◆ GIVEN REQUEST
State how many lines of the material contain the string "blue", treating case as significant. Give only the number.

── TASK INPUT

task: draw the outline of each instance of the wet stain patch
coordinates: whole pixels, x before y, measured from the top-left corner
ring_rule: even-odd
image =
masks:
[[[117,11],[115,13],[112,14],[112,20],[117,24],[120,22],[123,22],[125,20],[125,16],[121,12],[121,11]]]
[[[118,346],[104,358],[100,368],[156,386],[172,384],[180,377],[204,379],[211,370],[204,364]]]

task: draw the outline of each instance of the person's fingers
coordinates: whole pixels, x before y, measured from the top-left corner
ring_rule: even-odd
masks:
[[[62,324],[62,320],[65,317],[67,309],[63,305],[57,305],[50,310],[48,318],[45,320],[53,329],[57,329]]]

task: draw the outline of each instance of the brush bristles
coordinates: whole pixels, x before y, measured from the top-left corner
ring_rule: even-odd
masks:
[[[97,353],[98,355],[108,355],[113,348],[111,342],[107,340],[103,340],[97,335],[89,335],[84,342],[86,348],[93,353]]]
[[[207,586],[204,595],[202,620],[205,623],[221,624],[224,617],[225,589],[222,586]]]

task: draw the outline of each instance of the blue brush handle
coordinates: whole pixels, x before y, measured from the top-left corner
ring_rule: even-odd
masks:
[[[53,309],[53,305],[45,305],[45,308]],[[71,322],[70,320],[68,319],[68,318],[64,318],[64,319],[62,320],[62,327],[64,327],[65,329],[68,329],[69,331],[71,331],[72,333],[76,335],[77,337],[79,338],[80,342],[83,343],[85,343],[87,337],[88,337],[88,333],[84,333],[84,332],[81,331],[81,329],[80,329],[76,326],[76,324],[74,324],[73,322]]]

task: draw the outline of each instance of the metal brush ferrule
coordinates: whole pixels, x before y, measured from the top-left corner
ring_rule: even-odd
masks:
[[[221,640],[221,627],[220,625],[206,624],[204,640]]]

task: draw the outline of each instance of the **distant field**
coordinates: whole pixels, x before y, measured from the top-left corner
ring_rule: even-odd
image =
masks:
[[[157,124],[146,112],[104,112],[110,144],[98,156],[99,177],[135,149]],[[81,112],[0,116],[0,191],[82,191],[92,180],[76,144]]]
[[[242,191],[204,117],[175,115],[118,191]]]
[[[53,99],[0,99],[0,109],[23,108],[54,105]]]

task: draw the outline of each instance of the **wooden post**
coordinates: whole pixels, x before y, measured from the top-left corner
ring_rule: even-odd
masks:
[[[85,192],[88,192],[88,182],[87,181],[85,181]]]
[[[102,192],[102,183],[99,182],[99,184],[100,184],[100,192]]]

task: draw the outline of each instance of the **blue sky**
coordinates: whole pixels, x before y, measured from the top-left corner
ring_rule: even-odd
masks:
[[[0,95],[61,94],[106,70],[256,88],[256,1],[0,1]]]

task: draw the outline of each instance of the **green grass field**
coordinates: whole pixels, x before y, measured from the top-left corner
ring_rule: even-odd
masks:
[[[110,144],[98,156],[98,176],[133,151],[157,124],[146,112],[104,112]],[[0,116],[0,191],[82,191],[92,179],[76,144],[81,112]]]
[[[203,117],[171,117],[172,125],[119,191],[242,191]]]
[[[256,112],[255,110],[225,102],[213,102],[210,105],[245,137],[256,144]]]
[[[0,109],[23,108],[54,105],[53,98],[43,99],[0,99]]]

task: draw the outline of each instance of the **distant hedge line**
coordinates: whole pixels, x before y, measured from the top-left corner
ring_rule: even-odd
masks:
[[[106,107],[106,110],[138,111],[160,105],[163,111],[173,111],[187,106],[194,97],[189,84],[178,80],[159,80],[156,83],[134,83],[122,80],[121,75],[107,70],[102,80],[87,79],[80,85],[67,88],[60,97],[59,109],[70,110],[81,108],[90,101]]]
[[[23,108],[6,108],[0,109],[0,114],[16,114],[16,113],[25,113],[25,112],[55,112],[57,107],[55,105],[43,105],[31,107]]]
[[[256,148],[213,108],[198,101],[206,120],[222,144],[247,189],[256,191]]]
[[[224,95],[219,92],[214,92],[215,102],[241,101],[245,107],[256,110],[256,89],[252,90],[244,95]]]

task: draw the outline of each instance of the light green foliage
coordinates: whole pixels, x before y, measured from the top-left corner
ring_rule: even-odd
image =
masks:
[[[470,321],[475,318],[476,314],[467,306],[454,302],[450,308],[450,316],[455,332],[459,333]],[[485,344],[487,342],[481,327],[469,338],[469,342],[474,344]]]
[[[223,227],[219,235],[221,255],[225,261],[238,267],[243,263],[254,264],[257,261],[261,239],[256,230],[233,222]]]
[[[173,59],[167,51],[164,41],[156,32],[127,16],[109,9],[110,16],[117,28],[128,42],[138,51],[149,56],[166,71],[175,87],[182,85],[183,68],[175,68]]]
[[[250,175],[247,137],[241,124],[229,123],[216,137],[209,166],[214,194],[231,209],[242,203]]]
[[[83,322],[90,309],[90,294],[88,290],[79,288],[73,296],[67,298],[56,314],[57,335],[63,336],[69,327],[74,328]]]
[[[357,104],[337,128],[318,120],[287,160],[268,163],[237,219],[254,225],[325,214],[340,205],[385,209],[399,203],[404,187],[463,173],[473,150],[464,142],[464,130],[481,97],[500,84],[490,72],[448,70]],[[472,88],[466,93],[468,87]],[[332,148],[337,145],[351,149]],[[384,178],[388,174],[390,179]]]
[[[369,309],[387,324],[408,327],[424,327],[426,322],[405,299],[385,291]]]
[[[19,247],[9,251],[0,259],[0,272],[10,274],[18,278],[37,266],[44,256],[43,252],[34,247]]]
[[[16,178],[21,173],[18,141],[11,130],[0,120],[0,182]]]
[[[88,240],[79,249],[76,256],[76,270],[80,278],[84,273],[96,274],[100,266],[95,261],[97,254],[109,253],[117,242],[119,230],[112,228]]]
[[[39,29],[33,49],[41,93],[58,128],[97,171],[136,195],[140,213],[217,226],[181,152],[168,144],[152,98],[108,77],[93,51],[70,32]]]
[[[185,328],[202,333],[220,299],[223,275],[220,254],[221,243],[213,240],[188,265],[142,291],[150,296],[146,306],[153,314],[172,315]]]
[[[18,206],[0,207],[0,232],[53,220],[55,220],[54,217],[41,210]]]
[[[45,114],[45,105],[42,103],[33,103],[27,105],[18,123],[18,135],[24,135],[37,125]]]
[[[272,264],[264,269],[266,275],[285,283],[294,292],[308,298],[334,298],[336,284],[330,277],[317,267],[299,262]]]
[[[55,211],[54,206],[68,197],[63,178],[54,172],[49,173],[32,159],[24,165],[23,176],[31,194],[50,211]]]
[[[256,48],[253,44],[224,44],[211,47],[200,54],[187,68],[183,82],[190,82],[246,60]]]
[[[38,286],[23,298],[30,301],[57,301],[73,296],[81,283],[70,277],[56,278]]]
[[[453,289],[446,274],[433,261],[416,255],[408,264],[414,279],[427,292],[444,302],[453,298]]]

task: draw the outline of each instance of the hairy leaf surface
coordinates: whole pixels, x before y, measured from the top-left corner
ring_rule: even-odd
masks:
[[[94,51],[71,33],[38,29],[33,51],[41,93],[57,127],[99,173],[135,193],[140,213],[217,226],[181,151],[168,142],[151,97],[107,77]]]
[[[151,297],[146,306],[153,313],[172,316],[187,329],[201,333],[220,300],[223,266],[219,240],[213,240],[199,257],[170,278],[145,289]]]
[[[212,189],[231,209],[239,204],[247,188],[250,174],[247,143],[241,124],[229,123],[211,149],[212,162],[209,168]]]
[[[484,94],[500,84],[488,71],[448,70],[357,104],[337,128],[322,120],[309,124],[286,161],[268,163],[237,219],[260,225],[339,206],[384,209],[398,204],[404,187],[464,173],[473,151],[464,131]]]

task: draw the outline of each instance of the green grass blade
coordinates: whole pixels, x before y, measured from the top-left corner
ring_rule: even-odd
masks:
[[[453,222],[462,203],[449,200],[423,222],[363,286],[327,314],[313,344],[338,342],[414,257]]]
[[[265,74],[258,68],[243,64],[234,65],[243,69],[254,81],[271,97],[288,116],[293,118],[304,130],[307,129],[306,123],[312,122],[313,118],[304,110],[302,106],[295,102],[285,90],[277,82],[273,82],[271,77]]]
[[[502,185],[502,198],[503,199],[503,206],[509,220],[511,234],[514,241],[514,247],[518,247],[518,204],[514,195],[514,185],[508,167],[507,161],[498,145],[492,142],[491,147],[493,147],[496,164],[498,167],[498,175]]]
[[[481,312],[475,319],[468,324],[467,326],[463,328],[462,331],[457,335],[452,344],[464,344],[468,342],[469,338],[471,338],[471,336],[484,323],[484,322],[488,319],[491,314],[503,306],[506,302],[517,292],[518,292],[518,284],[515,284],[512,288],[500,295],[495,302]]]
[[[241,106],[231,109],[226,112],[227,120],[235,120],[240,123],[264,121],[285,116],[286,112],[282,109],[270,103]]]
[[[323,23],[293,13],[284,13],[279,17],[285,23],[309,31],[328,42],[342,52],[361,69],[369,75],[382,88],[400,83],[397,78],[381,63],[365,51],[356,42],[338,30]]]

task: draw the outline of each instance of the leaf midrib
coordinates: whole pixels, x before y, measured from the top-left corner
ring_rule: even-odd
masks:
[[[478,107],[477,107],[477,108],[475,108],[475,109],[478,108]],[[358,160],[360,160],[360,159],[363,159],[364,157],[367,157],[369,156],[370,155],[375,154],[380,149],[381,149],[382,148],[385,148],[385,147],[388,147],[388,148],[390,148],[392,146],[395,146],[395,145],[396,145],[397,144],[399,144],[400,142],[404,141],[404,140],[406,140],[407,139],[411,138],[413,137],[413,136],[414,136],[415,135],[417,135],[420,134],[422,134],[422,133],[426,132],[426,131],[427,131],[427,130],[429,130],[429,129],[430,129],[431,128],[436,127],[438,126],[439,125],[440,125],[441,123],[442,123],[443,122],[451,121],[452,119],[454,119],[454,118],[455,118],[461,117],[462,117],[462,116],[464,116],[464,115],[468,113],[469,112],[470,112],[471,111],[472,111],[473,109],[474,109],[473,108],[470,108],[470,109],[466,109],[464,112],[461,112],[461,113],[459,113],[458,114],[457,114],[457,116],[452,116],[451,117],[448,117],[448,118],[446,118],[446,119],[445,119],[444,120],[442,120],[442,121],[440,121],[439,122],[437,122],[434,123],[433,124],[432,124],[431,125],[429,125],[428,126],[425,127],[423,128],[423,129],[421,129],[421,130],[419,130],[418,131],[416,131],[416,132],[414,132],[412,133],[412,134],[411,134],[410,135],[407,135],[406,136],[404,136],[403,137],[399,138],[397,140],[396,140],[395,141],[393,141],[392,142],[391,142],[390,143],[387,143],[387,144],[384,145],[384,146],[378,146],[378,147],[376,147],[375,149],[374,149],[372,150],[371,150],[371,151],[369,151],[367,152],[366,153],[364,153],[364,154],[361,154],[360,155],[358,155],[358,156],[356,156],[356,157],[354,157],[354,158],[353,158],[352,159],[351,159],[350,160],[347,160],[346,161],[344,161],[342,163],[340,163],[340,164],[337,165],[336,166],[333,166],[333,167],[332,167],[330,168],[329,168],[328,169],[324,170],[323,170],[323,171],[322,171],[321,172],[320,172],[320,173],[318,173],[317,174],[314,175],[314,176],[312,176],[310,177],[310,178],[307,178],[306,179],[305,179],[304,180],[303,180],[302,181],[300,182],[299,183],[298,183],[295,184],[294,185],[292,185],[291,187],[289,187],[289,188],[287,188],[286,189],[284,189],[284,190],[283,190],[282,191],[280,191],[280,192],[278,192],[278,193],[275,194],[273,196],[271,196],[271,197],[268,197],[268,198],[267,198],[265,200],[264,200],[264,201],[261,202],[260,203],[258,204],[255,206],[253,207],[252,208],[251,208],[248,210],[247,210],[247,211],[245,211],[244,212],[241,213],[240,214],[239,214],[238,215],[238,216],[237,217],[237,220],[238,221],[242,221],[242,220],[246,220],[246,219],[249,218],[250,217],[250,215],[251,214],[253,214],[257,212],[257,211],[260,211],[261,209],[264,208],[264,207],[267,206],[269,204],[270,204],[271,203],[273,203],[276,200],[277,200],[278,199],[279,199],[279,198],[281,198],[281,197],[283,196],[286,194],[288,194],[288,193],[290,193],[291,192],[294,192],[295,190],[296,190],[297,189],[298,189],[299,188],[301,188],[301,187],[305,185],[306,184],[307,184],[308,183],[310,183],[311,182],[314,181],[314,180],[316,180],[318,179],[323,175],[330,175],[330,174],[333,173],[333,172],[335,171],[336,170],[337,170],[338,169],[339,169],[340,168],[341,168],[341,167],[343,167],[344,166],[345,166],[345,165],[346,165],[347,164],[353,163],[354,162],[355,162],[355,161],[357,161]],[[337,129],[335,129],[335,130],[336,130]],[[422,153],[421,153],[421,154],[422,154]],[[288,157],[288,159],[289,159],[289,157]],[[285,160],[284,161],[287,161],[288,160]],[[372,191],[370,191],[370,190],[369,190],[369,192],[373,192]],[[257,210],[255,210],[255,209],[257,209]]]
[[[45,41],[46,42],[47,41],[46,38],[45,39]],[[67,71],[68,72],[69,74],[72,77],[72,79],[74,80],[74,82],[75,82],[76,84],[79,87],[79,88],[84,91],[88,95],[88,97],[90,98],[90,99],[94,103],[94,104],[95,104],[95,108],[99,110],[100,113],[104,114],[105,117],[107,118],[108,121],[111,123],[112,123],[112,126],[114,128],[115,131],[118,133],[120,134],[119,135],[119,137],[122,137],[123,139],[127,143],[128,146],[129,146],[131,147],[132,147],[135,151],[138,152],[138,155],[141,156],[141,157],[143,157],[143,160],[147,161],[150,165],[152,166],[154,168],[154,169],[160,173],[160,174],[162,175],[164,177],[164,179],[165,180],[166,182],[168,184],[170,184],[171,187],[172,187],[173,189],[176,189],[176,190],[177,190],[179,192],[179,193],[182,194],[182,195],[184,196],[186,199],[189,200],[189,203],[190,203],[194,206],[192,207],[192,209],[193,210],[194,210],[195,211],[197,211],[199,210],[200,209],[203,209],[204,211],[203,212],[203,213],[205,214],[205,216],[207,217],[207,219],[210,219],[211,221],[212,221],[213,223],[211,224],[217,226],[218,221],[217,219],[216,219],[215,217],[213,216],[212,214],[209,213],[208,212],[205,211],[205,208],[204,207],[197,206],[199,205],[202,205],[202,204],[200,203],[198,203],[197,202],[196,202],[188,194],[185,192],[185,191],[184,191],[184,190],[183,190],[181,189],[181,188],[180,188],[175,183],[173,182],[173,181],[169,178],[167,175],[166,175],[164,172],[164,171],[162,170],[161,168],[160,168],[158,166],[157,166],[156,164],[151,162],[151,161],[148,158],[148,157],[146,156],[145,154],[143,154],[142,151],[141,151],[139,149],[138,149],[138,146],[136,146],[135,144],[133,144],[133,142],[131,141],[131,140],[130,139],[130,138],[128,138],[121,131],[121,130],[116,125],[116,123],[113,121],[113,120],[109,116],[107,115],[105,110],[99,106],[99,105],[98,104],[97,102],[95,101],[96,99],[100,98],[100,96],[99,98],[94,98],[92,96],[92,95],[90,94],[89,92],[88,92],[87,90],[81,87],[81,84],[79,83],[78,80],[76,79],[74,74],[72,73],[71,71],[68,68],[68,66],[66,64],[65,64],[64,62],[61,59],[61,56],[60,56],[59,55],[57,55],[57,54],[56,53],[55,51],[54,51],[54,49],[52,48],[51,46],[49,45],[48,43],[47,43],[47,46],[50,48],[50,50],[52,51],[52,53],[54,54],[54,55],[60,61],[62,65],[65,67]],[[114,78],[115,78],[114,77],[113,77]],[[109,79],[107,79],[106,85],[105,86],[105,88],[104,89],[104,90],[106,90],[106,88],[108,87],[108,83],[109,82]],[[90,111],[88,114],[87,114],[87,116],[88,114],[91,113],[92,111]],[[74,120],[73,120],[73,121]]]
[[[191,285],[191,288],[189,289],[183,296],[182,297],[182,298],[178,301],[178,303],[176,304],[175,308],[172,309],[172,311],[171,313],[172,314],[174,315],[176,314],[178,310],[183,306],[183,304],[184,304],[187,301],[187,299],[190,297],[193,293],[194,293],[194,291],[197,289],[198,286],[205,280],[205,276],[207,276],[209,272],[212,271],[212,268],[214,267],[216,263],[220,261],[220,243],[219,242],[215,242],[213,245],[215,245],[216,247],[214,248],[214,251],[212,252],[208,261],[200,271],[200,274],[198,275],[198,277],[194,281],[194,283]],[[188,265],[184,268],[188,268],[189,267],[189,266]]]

────

◆ THE ANSWER
2